**Information provided:**

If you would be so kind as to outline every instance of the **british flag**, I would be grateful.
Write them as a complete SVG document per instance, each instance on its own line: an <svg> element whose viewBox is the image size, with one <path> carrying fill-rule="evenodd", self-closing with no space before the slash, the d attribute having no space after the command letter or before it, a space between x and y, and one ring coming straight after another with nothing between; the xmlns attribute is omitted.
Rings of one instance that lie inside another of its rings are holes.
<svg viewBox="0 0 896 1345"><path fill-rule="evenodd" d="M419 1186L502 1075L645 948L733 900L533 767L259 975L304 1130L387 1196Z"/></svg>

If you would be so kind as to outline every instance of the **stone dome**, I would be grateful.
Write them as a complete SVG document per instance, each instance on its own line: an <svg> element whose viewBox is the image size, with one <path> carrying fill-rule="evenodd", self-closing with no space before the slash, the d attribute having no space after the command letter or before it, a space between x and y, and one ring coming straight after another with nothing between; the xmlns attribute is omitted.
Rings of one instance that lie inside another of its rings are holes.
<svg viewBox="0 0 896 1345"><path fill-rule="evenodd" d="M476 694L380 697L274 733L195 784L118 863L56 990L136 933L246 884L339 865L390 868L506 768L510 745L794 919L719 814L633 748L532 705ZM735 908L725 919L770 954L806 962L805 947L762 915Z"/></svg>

**What the exercise asks:**
Extract each line of the data above that contains the string "outline". Treat uppercase and lowercase letters as different.

**Written solution:**
If you would be so kind as to outline every instance of the **british flag**, I would be grateful.
If you would be so kind as to outline every instance of the **stone dome**, I would be grateful.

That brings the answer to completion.